Copy each entry as written.

* DATA
────────────────
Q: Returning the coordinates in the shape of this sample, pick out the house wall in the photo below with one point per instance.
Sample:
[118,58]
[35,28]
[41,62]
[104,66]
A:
────────────────
* ANSWER FOR THIS EXERCISE
Q: Returning the coordinates in the shape of this sample, pick out the house wall in the photo below with one point per instance.
Sample:
[118,58]
[35,28]
[41,62]
[104,66]
A:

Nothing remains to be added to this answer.